● **Zu lösende Aufgabe**:
Gib bitte sämtliche Zeilen der folgenden Auflistung als nummerierte Liste wieder. Leerzeilen lässt du dabei weg.

■ ■ ■ ■ ■

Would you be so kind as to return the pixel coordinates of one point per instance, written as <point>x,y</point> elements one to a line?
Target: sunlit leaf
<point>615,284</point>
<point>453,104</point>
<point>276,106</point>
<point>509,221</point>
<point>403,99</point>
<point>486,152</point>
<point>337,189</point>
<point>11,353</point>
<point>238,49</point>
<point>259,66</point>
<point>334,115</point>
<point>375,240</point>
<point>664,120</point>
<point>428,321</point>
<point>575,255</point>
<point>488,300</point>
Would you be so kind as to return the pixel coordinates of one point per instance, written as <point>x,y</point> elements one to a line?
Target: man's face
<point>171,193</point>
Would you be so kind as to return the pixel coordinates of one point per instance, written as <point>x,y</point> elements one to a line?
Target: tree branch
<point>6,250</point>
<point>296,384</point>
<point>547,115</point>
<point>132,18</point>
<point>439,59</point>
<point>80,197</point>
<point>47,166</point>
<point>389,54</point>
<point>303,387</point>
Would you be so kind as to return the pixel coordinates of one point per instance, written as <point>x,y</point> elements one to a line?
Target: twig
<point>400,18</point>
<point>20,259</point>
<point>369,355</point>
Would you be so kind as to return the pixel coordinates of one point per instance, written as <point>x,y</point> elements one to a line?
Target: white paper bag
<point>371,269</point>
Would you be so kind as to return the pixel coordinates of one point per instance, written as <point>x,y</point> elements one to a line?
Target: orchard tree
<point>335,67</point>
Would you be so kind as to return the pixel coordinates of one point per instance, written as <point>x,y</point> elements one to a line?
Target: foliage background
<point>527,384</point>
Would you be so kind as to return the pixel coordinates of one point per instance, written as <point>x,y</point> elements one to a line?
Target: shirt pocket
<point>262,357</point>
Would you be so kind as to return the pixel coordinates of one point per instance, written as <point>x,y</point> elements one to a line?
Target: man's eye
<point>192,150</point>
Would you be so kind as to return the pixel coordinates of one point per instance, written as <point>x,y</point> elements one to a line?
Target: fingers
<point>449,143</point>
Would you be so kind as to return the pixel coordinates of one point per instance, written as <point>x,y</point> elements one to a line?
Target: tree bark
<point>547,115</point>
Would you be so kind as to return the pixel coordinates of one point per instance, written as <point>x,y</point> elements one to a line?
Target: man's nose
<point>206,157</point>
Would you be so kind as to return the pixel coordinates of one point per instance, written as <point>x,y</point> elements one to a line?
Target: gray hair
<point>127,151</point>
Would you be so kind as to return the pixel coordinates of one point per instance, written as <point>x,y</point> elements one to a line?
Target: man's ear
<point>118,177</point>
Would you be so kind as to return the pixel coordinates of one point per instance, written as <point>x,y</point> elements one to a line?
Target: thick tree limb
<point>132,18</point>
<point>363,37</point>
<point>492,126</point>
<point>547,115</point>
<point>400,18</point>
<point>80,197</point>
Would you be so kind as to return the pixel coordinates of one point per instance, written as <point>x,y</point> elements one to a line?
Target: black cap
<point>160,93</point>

■ ■ ■ ■ ■

● **Ergebnis**:
1. Would you be so kind as to return the pixel coordinates of one point per instance, written as <point>x,y</point> elements one to a line?
2. Target: sunlit leaf
3. <point>615,284</point>
4. <point>453,104</point>
5. <point>276,106</point>
6. <point>509,221</point>
7. <point>403,99</point>
8. <point>486,152</point>
9. <point>337,189</point>
10. <point>11,353</point>
11. <point>238,49</point>
12. <point>259,66</point>
13. <point>334,115</point>
14. <point>375,240</point>
15. <point>664,120</point>
16. <point>428,321</point>
17. <point>575,255</point>
18. <point>488,300</point>
19. Would you be so kind as to return the pixel coordinates of one point per instance, written as <point>x,y</point> elements one to a line?
20. Target: man's face
21. <point>171,193</point>
22. Would you be so kind as to return the pixel coordinates of one point per instance, written as <point>x,y</point> elements one to a line?
23. Target: tree branch
24. <point>6,250</point>
25. <point>296,384</point>
26. <point>547,115</point>
27. <point>132,18</point>
28. <point>439,59</point>
29. <point>80,197</point>
30. <point>47,166</point>
31. <point>389,54</point>
32. <point>303,387</point>
33. Would you be so kind as to return the pixel coordinates of one point per instance, written as <point>x,y</point> elements one to a line?
34. Target: twig
35. <point>400,18</point>
36. <point>20,259</point>
37. <point>369,355</point>
38. Would you be so kind as to return the pixel coordinates of one point per instance, written as <point>x,y</point> elements one to a line?
39. Target: white paper bag
40. <point>371,269</point>
41. Would you be so kind as to return the pixel coordinates of one point per instance, written as <point>x,y</point> elements one to a line?
42. Target: orchard tree
43. <point>335,67</point>
44. Would you be so kind as to return the pixel coordinates of one point per instance, written as <point>x,y</point> elements one to a line?
45. Target: foliage background
46. <point>527,384</point>
47. Would you be so kind as to return the pixel coordinates of one point per instance, written as <point>x,y</point> elements one to a line?
48. Target: shirt pocket
49. <point>262,357</point>
50. Would you be so kind as to return the pixel coordinates of one point per instance, written as <point>x,y</point> elements one to a line?
51. Target: man's eye
52. <point>192,150</point>
53. Would you be so kind as to return the pixel coordinates of one point per instance, written as <point>x,y</point> elements one to a line?
54. Target: fingers
55. <point>449,143</point>
56. Would you be so kind as to return the pixel coordinates of one point per instance, written as <point>x,y</point> elements one to a line?
57. Target: tree bark
58. <point>547,115</point>
59. Would you be so kind as to return the pixel coordinates of one point per instance, written as <point>x,y</point> elements one to a line?
60. Target: man's nose
61. <point>206,157</point>
62. Would you be so kind as to return the pixel coordinates of one point per instance, written as <point>x,y</point> elements one to a line?
63. Target: gray hair
64. <point>127,151</point>
65. Would you be so kind as to return the pixel coordinates of one point per instance, written as <point>x,y</point> elements one to a line?
66. Target: man's ear
67. <point>118,177</point>
68. Would you be so kind as to return the pixel coordinates of one point per instance, written as <point>x,y</point> elements one to a line?
69. Target: thick tree limb
70. <point>132,18</point>
71. <point>363,37</point>
72. <point>492,126</point>
73. <point>547,115</point>
74. <point>400,18</point>
75. <point>80,197</point>
76. Would you be so kind as to return the pixel coordinates of one point per instance, written as <point>x,y</point> elements one to a line?
77. Target: black cap
78. <point>160,93</point>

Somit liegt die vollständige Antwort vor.